◆ **Exercise brief**
Keep only those lines of the records that include the string "faucet".

[Stored data entries]

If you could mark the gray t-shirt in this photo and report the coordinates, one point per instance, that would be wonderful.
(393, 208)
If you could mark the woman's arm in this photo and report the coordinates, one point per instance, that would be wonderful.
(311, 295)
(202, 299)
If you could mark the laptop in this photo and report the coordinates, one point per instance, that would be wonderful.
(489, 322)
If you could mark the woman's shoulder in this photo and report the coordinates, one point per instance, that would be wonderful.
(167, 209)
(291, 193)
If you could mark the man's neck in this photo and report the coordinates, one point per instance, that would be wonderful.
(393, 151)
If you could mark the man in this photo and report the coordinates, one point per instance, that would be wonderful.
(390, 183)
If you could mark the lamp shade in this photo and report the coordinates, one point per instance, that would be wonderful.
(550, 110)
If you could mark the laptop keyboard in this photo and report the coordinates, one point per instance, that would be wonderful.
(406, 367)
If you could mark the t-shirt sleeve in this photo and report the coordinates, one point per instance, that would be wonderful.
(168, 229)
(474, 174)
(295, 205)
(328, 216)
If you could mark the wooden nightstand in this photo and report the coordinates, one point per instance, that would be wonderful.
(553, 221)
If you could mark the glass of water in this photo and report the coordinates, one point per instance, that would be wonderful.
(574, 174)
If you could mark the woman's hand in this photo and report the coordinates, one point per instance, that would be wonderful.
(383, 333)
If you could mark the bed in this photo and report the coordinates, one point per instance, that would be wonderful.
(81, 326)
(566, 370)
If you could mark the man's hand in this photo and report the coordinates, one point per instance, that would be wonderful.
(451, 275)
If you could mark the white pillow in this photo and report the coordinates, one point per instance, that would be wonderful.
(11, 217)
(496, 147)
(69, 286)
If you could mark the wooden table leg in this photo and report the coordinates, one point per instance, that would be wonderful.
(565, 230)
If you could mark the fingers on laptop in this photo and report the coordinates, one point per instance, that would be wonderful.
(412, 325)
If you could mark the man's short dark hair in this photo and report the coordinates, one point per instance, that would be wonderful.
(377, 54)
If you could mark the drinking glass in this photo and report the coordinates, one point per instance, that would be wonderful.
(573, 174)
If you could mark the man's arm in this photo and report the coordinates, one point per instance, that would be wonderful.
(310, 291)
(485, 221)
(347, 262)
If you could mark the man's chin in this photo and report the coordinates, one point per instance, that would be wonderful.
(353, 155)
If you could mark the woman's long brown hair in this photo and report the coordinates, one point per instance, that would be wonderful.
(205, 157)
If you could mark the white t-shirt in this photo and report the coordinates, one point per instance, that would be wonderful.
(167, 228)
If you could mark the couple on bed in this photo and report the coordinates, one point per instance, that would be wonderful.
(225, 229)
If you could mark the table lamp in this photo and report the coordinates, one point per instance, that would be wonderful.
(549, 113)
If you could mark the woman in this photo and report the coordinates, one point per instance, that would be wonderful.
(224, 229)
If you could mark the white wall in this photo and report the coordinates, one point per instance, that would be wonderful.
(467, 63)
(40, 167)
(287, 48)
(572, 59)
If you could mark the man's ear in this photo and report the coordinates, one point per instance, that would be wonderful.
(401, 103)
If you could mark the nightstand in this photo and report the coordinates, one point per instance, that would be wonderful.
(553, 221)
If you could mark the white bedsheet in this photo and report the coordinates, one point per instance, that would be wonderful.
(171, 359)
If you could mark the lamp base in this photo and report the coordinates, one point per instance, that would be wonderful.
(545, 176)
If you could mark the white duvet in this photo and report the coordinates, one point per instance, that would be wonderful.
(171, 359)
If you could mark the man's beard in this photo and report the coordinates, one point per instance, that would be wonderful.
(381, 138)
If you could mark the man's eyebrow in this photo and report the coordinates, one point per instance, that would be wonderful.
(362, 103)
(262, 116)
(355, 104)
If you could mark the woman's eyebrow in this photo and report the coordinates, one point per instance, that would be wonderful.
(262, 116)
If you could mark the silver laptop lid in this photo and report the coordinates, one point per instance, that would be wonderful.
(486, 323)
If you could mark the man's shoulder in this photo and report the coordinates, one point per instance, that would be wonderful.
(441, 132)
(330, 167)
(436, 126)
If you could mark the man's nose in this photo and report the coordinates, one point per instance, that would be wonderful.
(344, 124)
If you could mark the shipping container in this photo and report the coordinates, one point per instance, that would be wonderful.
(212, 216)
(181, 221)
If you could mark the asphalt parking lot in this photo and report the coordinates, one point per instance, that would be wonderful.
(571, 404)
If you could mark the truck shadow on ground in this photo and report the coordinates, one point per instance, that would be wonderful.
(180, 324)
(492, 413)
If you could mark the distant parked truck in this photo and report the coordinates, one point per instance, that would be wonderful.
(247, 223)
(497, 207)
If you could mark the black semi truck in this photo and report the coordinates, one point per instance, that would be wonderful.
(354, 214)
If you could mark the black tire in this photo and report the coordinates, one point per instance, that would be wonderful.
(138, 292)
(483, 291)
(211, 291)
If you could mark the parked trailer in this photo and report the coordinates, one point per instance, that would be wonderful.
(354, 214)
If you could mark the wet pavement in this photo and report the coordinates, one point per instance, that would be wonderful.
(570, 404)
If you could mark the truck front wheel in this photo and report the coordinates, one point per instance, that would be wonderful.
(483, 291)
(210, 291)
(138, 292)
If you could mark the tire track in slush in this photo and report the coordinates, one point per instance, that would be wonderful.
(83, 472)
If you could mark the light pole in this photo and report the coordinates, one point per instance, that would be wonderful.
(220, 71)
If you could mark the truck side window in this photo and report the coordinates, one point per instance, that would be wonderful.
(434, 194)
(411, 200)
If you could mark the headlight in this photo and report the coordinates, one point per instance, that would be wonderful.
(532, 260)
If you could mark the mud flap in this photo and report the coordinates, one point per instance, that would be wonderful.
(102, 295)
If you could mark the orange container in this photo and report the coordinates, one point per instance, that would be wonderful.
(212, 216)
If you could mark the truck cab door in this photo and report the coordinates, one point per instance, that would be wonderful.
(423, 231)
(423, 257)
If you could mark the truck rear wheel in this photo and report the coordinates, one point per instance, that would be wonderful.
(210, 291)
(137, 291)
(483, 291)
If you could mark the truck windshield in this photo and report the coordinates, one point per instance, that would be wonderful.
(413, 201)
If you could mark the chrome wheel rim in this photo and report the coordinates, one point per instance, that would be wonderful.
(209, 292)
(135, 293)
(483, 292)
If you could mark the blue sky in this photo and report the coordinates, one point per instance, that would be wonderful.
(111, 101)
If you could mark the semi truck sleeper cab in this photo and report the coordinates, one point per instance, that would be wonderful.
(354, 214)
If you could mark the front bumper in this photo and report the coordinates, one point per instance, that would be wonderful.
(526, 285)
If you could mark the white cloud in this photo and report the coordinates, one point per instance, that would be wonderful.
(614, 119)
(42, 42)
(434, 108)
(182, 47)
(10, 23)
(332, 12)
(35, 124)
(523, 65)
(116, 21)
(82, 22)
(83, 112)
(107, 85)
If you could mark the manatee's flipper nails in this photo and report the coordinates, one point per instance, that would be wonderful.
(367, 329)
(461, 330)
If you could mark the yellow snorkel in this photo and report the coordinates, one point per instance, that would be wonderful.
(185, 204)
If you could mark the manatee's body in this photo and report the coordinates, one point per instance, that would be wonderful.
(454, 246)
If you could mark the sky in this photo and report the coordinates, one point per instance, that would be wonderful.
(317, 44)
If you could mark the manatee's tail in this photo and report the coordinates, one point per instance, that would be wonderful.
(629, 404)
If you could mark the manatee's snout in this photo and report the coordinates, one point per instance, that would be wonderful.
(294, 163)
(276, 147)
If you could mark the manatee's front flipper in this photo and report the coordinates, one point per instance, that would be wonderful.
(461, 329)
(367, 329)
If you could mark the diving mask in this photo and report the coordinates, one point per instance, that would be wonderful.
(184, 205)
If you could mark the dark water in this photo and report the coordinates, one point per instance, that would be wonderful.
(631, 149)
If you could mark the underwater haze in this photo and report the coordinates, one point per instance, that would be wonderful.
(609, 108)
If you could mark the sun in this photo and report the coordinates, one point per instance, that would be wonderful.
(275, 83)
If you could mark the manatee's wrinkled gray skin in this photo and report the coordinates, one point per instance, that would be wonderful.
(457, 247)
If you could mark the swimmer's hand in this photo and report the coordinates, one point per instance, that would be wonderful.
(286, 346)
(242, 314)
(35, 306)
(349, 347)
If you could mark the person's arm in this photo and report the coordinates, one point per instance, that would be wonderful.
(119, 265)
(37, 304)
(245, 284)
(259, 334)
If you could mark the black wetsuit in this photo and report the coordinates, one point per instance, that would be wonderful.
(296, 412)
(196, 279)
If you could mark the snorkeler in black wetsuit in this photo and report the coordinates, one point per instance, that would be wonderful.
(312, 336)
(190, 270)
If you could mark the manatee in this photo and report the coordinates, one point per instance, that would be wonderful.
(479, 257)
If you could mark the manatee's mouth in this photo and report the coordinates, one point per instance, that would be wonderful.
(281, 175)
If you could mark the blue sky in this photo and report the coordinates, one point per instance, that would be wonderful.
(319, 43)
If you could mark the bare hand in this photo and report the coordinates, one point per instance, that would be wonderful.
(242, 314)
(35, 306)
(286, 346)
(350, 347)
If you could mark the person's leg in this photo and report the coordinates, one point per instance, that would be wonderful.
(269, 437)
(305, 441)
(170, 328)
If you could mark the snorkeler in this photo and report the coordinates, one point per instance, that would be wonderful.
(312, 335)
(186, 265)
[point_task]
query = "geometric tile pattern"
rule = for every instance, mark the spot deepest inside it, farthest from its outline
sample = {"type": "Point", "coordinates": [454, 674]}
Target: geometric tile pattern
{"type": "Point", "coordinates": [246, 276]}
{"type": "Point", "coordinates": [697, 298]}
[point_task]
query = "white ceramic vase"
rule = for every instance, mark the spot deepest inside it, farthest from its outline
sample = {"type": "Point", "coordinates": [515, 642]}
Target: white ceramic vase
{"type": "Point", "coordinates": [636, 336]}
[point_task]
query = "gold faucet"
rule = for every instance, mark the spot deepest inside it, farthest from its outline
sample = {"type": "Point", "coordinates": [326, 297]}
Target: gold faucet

◆ **Solution to the exercise**
query = "gold faucet"
Target: gold faucet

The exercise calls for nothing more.